[REQUIRED TASKS]
1. Duplicate the part of the article on the China investment ban starting at "The new order" and ending at "effect on Aug. 2.".
2. Finish out the next part of the article on the China investment ban, picking up after its final sentence.
═══ SELECTED TEXT ═══
The new order “prevents U.S. investment from supporting the Chinese defense sector, while also expanding the U.S. government’s ability to address the threat of Chinese surveillance technology firms that contribute — both inside and outside China — to the surveillance of religious or ethnic minorities or otherwise facilitate repression and serious human rights abuses,” the administration said in a fact-sheet describing the ban, which takes effect on Aug. 2.
The executive order does not provide detail on how the surveillance technology has been used, but U.S. officials have frequently expressed alarm over facial recognition and other surveillance tools that China has employed against its Uyghur minority population, and against pro-democracy protesters in Hong Kong.
Chinese companies also export a range of technology that can be used for surveillance, a development that Secretary of State Antony Blinken has said is contributing to a global competition between “techno-democracies and techno-autocracies.”
The preservation of the Trump ban is another sign that Biden is continuing his predecessor’s tough approach toward China. Biden has also maintained import tariffs that Trump levied on many Chinese goods, and in March implemented a separate Trump executive order by sending subpoenas to several Chinese companies to seek information on possible national security risks.
“This looks to be another example of the Biden administration taking a Trump policy and improving and expanding it,” said Eric Sayers, a visiting fellow at the American Enterprise Institute.
But some lawmakers were skeptical that the order will be an improvement.
“We know for a fact that Wall Street is helping to finance the Chinese Communist Party’s effort to weaken and ultimately replace American leadership,” Sen. Marco Rubio (R-Fla.) said in a statement. “The story of the past two decades has been America’s unwillingness to confront Beijing’s exploitation of our legal, political, and financial systems. While the administration updated the Trump-era policy in important ways, I am very concerned that President Biden’s Treasury Department is too closely aligned with Wall Street to take the actions necessary to prevent American savings from being used to fund the Chinese Communist Party.”
Senior administration officials said it was important to move the program to the Treasury Department because companies included on the Trump administration’s Defense Department list, including smartphone manufacturer Xiaomi, had successfully challenged their inclusion in court.
Treasury has more experience drafting sanctions programs “in a way that meets all the U.S. judicial and legal standards,” said one Biden official.
“Treasury has a regulatory structure to list names and enforce prohibitions. Defense doesn’t,” said Kevin Wolf, a former senior Commerce official who is now a partner at Akin Gump Strauss Hauer & Feld.
The Biden administration did not include Xiaomi on the list of 59 prohibited companies it released Thursday.
David Feith, who was a senior Trump administration official, called the Biden administration’s maintaining and broadening of the order “a welcome thing.”
Feith, a former deputy assistant secretary of state for East Asian and Pacific Affairs, said the order “reflects the strong degree of bipartisan concern in Washington about U.S. capital flows and U.S. economic ties with China’s military and its sprawling security and surveillance state.” But he also said the shift of enforcement from the Pentagon to Treasury might complicate implementation because “the Department of Defense takes a fundamentally national security-focused perspective on things and Treasury traditionally does not.”
═══ RECORDS PROVIDED ═══
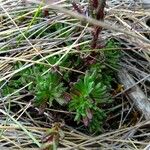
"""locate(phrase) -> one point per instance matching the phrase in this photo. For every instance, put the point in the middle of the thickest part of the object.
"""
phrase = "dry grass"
(22, 129)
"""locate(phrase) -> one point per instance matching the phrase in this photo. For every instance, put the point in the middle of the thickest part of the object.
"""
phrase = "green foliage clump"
(87, 92)
(48, 89)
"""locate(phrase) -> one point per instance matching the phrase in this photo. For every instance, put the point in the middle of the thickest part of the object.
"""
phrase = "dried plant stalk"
(136, 94)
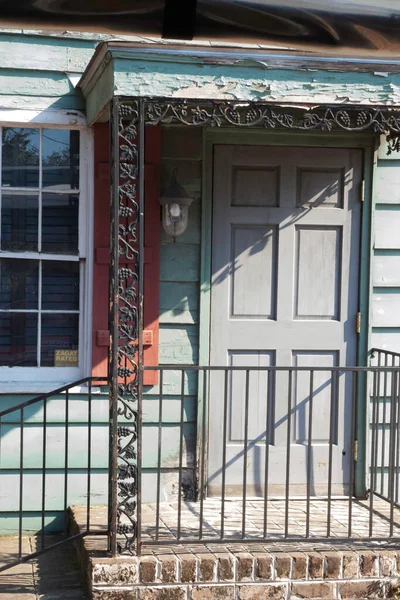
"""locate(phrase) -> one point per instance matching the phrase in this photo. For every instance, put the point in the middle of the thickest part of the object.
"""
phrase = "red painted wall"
(100, 340)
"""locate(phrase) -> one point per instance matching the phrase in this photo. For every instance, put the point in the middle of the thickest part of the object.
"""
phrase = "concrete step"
(54, 575)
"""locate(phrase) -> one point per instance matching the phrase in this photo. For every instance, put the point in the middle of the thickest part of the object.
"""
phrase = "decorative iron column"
(126, 299)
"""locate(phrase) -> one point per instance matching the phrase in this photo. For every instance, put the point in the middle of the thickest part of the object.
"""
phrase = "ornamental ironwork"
(125, 324)
(247, 115)
(127, 122)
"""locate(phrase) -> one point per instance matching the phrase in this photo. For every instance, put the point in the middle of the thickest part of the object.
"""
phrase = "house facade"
(253, 265)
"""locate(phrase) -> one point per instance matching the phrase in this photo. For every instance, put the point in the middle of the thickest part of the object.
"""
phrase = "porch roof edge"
(245, 76)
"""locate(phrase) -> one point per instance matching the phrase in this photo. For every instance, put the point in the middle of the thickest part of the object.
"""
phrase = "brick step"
(283, 571)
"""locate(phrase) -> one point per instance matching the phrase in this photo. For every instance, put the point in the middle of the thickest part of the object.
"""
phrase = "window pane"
(19, 284)
(60, 286)
(20, 157)
(18, 339)
(59, 340)
(60, 159)
(19, 222)
(60, 223)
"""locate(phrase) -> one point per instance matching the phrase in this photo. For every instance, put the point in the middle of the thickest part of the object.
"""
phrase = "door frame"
(369, 144)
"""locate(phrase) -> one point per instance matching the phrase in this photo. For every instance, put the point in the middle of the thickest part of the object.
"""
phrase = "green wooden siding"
(385, 320)
(385, 312)
(179, 324)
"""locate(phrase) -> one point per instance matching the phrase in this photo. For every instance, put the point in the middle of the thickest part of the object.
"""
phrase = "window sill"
(44, 388)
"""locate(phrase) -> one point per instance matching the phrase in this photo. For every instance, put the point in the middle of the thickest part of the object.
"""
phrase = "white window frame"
(42, 379)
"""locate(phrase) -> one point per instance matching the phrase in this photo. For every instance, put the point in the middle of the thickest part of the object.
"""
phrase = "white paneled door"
(285, 261)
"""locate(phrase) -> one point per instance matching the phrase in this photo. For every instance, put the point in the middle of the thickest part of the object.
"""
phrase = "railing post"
(126, 323)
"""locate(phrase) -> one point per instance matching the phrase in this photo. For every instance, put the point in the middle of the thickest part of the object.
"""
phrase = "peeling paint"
(231, 82)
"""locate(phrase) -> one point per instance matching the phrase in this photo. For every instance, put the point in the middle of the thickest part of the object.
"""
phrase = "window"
(42, 266)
═══
[THE ANSWERS]
1.
The new order “prevents U.S. investment from supporting the Chinese defense sector, while also expanding the U.S. government’s ability to address the threat of Chinese surveillance technology firms that contribute — both inside and outside China — to the surveillance of religious or ethnic minorities or otherwise facilitate repression and serious human rights abuses,” the administration said in a fact-sheet describing the ban, which takes effect on Aug. 2.

2.
Many of the military-linked companies banned by Biden also appeared on Trump’s list, including the defense contractor China Electronics Technology Group Corp. and the telecom companies China Mobile Communications Group and China Telecommunications Corp.
Biden’s order also bans investment in two companies — Hangzhou Hikvision Digital Technology and Huawei Technologies — on the grounds that they sell surveillance technology and support China’s military. The Trump order banned investment in those firms only on the grounds that they supported China’s military.
A number of the companies on the list are either state-owned or privately held, meaning that they don’t sell stock to outside investors. Yet some of these entities have issued or guaranteed bonds on international markets.
Huawei Investment & Holding Co., Ltd., for instance, acted as guarantor of a $5 billion bond issued in Hong Kong in 2017, according to the company’s website.
Huawei spokesman Glenn Schloss denied the order’s allegations. “We don’t support the Chinese military,” he said by email. “There have been some sales in the past, but not substantial or significant compared with our revenue of $100 billion plus per year.”
He added: “We do not permit our technology or equipment to be used for discriminatory purposes or for oppression.”
The Washington Post last year reported that Huawei had tested facial recognition software that could send automated “Uyghur alarms” to government authorities when camera systems identified members of the oppressed minority group. Schloss at the time said the work was “simply a test and it has not seen real-world application.”
Like the Trump order, the Biden ban prohibits investment in Semiconductor Manufacturing International Corp., or SMIC, China’s largest manufacturer of computer chips. The company’s stock trades on the Hong Kong exchange.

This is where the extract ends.